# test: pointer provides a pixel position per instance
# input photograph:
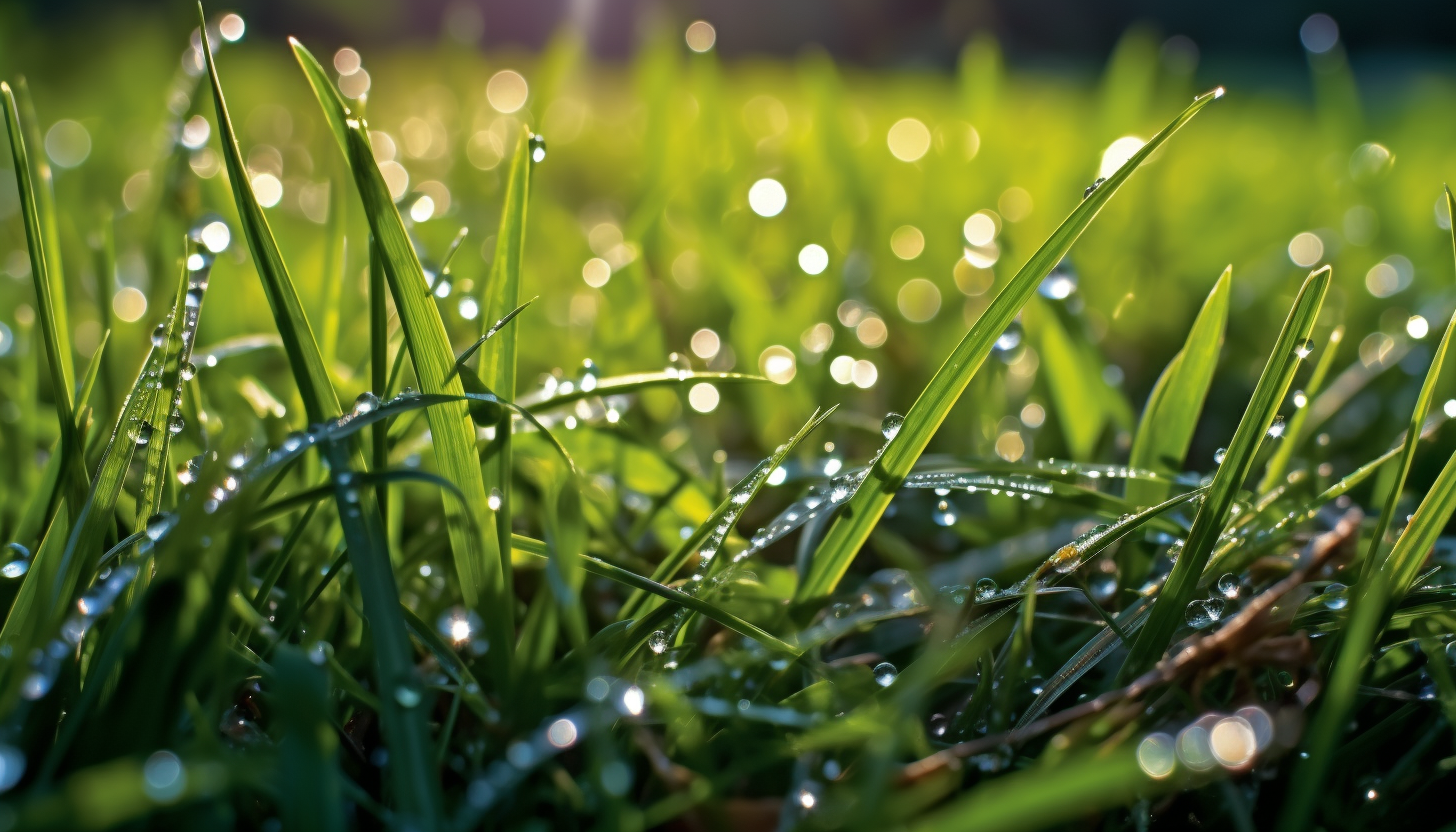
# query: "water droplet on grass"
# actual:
(1203, 612)
(885, 673)
(367, 402)
(1229, 585)
(891, 424)
(986, 589)
(406, 695)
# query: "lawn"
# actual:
(443, 440)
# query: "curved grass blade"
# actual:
(1085, 659)
(42, 191)
(853, 525)
(1019, 800)
(1165, 432)
(469, 351)
(405, 729)
(315, 388)
(1292, 346)
(1274, 471)
(481, 564)
(622, 385)
(1382, 583)
(50, 302)
(500, 295)
(712, 531)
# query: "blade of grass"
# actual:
(1079, 411)
(479, 564)
(50, 306)
(500, 295)
(42, 185)
(1165, 432)
(727, 512)
(1382, 583)
(859, 516)
(1295, 432)
(1292, 346)
(405, 729)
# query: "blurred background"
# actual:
(827, 193)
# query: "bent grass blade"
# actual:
(1290, 348)
(853, 525)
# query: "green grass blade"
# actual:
(1382, 583)
(42, 187)
(1295, 432)
(629, 383)
(309, 777)
(1019, 802)
(1292, 346)
(501, 295)
(379, 363)
(1081, 414)
(481, 563)
(478, 563)
(415, 784)
(50, 308)
(727, 512)
(319, 399)
(1165, 432)
(859, 516)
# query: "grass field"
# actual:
(440, 440)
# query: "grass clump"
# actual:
(235, 601)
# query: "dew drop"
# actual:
(957, 593)
(367, 402)
(406, 695)
(1229, 586)
(1277, 427)
(891, 424)
(986, 589)
(1203, 612)
(944, 516)
(885, 673)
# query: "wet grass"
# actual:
(699, 598)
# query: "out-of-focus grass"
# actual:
(537, 599)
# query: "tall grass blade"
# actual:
(1295, 432)
(1290, 348)
(415, 784)
(1165, 432)
(42, 185)
(481, 564)
(1383, 580)
(859, 516)
(50, 303)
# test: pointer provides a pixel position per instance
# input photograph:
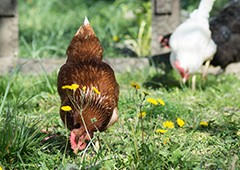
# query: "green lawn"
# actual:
(32, 135)
(30, 105)
(46, 27)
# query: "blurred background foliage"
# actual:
(123, 26)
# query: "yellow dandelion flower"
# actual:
(162, 131)
(142, 114)
(168, 124)
(67, 87)
(160, 101)
(152, 101)
(95, 90)
(135, 85)
(204, 124)
(66, 108)
(166, 141)
(180, 122)
(84, 88)
(74, 86)
(115, 38)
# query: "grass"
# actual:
(30, 109)
(39, 38)
(32, 135)
(46, 28)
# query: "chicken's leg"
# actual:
(194, 82)
(205, 69)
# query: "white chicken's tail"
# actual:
(204, 9)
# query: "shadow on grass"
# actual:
(164, 79)
(54, 142)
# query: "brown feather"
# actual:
(84, 66)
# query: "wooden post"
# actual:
(165, 18)
(8, 33)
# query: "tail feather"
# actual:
(204, 9)
(85, 45)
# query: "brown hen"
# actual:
(88, 87)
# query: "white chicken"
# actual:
(191, 43)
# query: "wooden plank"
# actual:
(165, 18)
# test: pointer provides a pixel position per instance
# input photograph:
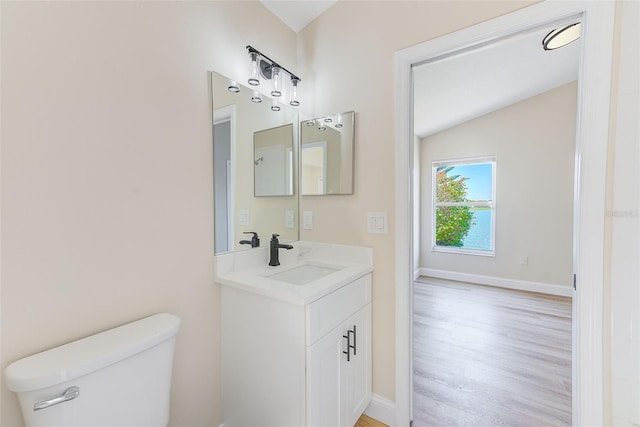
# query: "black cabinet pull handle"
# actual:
(349, 345)
(355, 341)
(348, 351)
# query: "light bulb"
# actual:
(277, 81)
(254, 80)
(233, 86)
(294, 92)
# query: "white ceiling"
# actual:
(462, 87)
(297, 14)
(468, 85)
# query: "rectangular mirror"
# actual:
(273, 164)
(241, 130)
(327, 153)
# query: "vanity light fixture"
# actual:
(562, 36)
(264, 67)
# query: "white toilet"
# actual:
(120, 377)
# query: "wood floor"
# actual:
(486, 356)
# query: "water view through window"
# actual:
(464, 206)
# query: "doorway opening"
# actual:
(590, 167)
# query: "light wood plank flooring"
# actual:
(487, 356)
(365, 421)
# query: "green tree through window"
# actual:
(452, 222)
(464, 206)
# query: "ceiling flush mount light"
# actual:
(562, 36)
(264, 67)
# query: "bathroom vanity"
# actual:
(296, 339)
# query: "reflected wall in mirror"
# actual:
(237, 210)
(327, 151)
(273, 164)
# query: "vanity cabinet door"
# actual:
(324, 379)
(356, 379)
(339, 385)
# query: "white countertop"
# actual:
(249, 269)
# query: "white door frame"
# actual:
(594, 87)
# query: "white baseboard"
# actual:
(382, 410)
(521, 285)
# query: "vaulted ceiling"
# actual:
(461, 87)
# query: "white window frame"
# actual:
(492, 205)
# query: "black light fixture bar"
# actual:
(272, 63)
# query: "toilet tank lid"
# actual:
(81, 357)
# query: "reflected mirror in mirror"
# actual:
(238, 212)
(273, 164)
(327, 153)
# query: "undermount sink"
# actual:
(304, 274)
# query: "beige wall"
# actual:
(348, 65)
(107, 206)
(534, 145)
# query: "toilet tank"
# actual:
(119, 377)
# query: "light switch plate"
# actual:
(243, 217)
(378, 222)
(289, 219)
(307, 220)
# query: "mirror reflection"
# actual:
(244, 131)
(327, 152)
(273, 164)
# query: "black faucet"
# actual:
(254, 242)
(274, 245)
★ ★ ★ ★ ★ ★ ★
[EXERCISE BRIEF]: Leave out the pictures and transcribe everything else exactly.

[WRITTEN REPLY]:
# test: pointer provides a pixel position per instance
# input photograph:
# query: "water droplet on grass"
# actual:
(1203, 612)
(885, 673)
(367, 402)
(1229, 585)
(891, 424)
(986, 589)
(406, 695)
# query: "lawn"
# actual:
(443, 440)
# query: "curved grass blade"
# actual:
(1085, 659)
(42, 191)
(853, 525)
(1019, 800)
(1165, 432)
(469, 351)
(405, 729)
(315, 388)
(1292, 346)
(1274, 471)
(481, 564)
(622, 385)
(1382, 583)
(50, 302)
(500, 295)
(712, 531)
# query: "blade of grass"
# actual:
(1079, 411)
(479, 564)
(50, 306)
(500, 295)
(42, 185)
(1165, 432)
(727, 512)
(1382, 583)
(859, 516)
(1295, 432)
(1292, 346)
(405, 729)
# query: "blurred background"
# actual:
(827, 193)
# query: "bent grass blade"
# actual:
(1290, 348)
(853, 525)
# query: "green grass blade"
# actual:
(1382, 583)
(42, 187)
(1295, 432)
(629, 383)
(309, 777)
(1019, 802)
(1292, 346)
(501, 295)
(379, 363)
(1081, 414)
(481, 563)
(478, 563)
(415, 784)
(50, 308)
(727, 512)
(319, 399)
(1165, 432)
(859, 516)
# query: "grass field"
# actual:
(440, 440)
# query: "grass clump"
# actual:
(235, 601)
# query: "dew drop"
# actual:
(957, 593)
(367, 402)
(406, 695)
(1229, 586)
(1277, 427)
(891, 424)
(986, 589)
(1203, 612)
(944, 516)
(885, 673)
# query: "wet grass"
# actual:
(699, 598)
# query: "out-of-focus grass"
# actual:
(537, 599)
# query: "tall grass blade"
# actual:
(1295, 432)
(1290, 348)
(415, 784)
(1165, 432)
(42, 185)
(481, 564)
(1383, 580)
(859, 516)
(50, 303)
# test: pointer provides a pixel position per instance
# input photograph:
# query: "green lawn"
# actual:
(32, 135)
(30, 105)
(46, 27)
# query: "blurred background foliage"
# actual:
(123, 26)
# query: "yellow dandelion flower"
# actual:
(162, 131)
(142, 114)
(168, 124)
(67, 87)
(160, 101)
(152, 101)
(95, 90)
(135, 85)
(204, 124)
(66, 108)
(166, 141)
(180, 122)
(84, 88)
(74, 86)
(115, 38)
# query: "grass"
# actual:
(30, 109)
(39, 38)
(32, 135)
(46, 28)
# query: "chicken's leg"
# actual:
(194, 82)
(205, 69)
# query: "white chicken's tail"
# actual:
(204, 9)
# query: "shadow on grass"
# actual:
(164, 79)
(54, 142)
# query: "brown feather"
# actual:
(84, 66)
# query: "wooden post"
# actual:
(165, 18)
(8, 33)
# query: "tail feather"
# actual:
(204, 9)
(85, 45)
# query: "brown hen"
# actual:
(88, 87)
# query: "white chicken"
# actual:
(191, 43)
# query: "wooden plank"
# actual:
(165, 18)
# test: pointer provides a pixel position per instance
# input photograph:
# query: "black cabinet pull handle"
# actual:
(349, 345)
(355, 341)
(348, 351)
# query: "light bulb"
# actual:
(277, 81)
(254, 80)
(233, 86)
(294, 92)
# query: "white ceiling"
# actual:
(462, 87)
(297, 14)
(468, 85)
# query: "rectangular mirror"
# actual:
(273, 164)
(241, 130)
(327, 153)
# query: "vanity light fixture"
# actual:
(562, 36)
(264, 67)
# query: "white toilet"
# actual:
(120, 377)
# query: "wood floor"
# actual:
(486, 356)
# query: "water view through window"
# actual:
(464, 206)
# query: "doorway opening"
# actual:
(590, 167)
# query: "light wood plank flooring"
# actual:
(487, 356)
(365, 421)
# query: "green tree through window"
# actual:
(452, 222)
(464, 206)
# query: "ceiling flush mount light"
# actual:
(562, 36)
(264, 67)
# query: "bathroom vanity"
# actual:
(296, 339)
# query: "reflected wall in mirror"
# actual:
(237, 210)
(327, 151)
(273, 164)
# query: "vanity cabinet door"
# actual:
(324, 379)
(356, 379)
(339, 385)
# query: "white countertop"
# actual:
(249, 269)
# query: "white door frame"
# actual:
(594, 87)
# query: "white baseboard"
# actual:
(382, 410)
(521, 285)
# query: "vaulted ceiling"
# actual:
(461, 87)
# query: "white window frame"
# actual:
(492, 205)
# query: "black light fixture bar"
# actual:
(272, 63)
# query: "toilet tank lid"
# actual:
(81, 357)
# query: "reflected mirror in mirror"
# actual:
(238, 212)
(273, 164)
(327, 153)
# query: "undermount sink"
# actual:
(304, 274)
# query: "beige wall"
# actual:
(348, 65)
(107, 206)
(534, 145)
# query: "toilet tank"
# actual:
(119, 377)
# query: "light switch plate"
# actual:
(243, 217)
(378, 222)
(289, 219)
(307, 220)
# query: "mirror reflection"
# actual:
(244, 131)
(327, 152)
(273, 164)
# query: "black faucet"
# actual:
(254, 242)
(274, 245)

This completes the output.